### EXTRAIT DE PAGE

* * *

Un cycle surrégénérateur correspond donc au multi-recyclage des matériaux fissiles. Le stock de matières fissiles initial (plutonium ou uranium 233 de retraitement, uranium enrichi) est reconstitué par captures fertiles et n'est donc pas consommé. Les ressources naturelles consommées correspondent uniquement aux matières fertiles (uranium 238 et thorium).
Un spectre rapide est obtenu lorsque le flux neutronique n'est pas modéré. Pour ce faire, le caloporteur ne doit pas être modérateur (le fluide caloporteur ne doit pas ralentir les neutrons avant qu'ils atteignent un nouveau noyau fissile). Ainsi, la recherche d'un taux de surrégénération élevé conduit à privilégier un caloporteur peu capturant. Ces cycles impliquent ainsi des réacteurs à caloporteur gaz, sodium ou plomb-bismuth.
Dans un réacteur à neutrons rapides, la surrégénération est obtenue par le traitement du combustible irradié et des couvertures fertiles disposées en périphérie de cœur. Le plutonium est particulièrement performant en spectre rapide et un cycle uranium 238/plutonium est donc préféré à un cycle thorium/uranium 233 (qui reste envisageable).
Le cycle surrégénérateur en spectre rapide est le concept développé initialement en France avec les réacteurs "Rapsodie", "Phenix" et "Superphénix". Un réacteur à caloporteur sodium d'origine soviétique a fonctionné au Kazakstan et produit de l'eau potable par dessalement et de la chaleur pour alimenter un réseau de chauffage urbain. D'autres pays ont étudié ce cycle et font ou ont fait fonctionner des réacteurs de ce type, notamment le Japon et l'Inde.

* * *

### DONNÉES FOURNIES
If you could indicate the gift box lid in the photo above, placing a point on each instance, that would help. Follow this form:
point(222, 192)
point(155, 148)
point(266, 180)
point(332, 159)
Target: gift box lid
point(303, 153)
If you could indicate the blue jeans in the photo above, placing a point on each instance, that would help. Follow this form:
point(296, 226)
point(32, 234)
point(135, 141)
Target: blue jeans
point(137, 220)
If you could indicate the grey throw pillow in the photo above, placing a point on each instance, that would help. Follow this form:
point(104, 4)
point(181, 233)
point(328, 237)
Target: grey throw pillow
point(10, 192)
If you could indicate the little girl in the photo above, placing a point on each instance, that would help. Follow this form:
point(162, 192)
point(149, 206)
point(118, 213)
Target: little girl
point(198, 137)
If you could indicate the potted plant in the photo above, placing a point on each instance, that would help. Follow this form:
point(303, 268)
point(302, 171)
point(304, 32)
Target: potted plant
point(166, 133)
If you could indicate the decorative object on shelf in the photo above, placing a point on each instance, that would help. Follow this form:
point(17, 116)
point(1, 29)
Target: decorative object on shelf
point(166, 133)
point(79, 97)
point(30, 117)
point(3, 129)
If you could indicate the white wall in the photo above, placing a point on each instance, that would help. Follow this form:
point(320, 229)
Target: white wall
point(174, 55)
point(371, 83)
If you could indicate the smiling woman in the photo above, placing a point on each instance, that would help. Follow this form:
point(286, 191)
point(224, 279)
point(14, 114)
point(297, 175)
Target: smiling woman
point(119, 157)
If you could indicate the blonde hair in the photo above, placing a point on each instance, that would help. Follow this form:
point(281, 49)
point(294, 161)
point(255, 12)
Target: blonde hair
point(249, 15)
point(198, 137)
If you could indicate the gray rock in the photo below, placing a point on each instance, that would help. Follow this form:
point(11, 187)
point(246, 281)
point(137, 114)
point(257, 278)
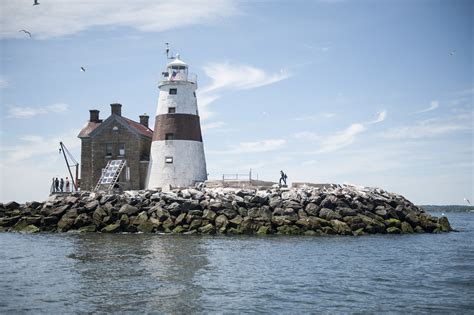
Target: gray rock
point(209, 215)
point(128, 210)
point(12, 205)
point(312, 209)
point(91, 206)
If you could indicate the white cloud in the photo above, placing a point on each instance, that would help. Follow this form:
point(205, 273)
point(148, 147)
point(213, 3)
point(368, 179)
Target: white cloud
point(315, 117)
point(55, 18)
point(254, 147)
point(431, 128)
point(28, 112)
point(307, 136)
point(380, 117)
point(239, 77)
point(35, 146)
point(226, 77)
point(433, 105)
point(341, 139)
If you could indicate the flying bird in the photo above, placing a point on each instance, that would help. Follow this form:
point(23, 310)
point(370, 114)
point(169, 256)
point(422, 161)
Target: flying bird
point(26, 32)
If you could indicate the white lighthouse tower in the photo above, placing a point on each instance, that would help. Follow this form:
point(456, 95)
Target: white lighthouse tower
point(177, 152)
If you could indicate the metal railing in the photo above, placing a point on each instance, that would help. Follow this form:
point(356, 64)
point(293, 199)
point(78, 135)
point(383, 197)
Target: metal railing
point(169, 77)
point(237, 177)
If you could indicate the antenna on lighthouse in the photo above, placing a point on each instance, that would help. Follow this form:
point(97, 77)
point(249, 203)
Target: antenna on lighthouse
point(167, 51)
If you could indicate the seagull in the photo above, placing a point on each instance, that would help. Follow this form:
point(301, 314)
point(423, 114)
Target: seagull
point(26, 32)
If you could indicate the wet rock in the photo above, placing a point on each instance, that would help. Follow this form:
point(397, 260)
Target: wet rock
point(65, 224)
point(207, 229)
point(312, 209)
point(82, 220)
point(29, 229)
point(209, 215)
point(406, 228)
point(111, 228)
point(263, 230)
point(329, 214)
point(128, 210)
point(12, 205)
point(146, 227)
point(393, 230)
point(444, 224)
point(88, 229)
point(393, 222)
point(221, 221)
point(91, 206)
point(341, 228)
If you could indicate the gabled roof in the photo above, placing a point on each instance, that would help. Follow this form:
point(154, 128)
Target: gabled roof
point(88, 128)
point(92, 128)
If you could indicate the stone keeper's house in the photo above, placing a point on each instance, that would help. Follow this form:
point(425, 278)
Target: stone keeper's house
point(116, 137)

* * *

Recopiez sans rien changer le passage de l'extrait sur le cycle surrégénérateur, en commençant à "Un cycle surrégénérateur" et en terminant à "238 et thorium).".

### CORRIGÉ DÉTAILLÉ
Un cycle surrégénérateur correspond donc au multi-recyclage des matériaux fissiles. Le stock de matières fissiles initial (plutonium ou uranium 233 de retraitement, uranium enrichi) est reconstitué par captures fertiles et n'est donc pas consommé. Les ressources naturelles consommées correspondent uniquement aux matières fertiles (uranium 238 et thorium).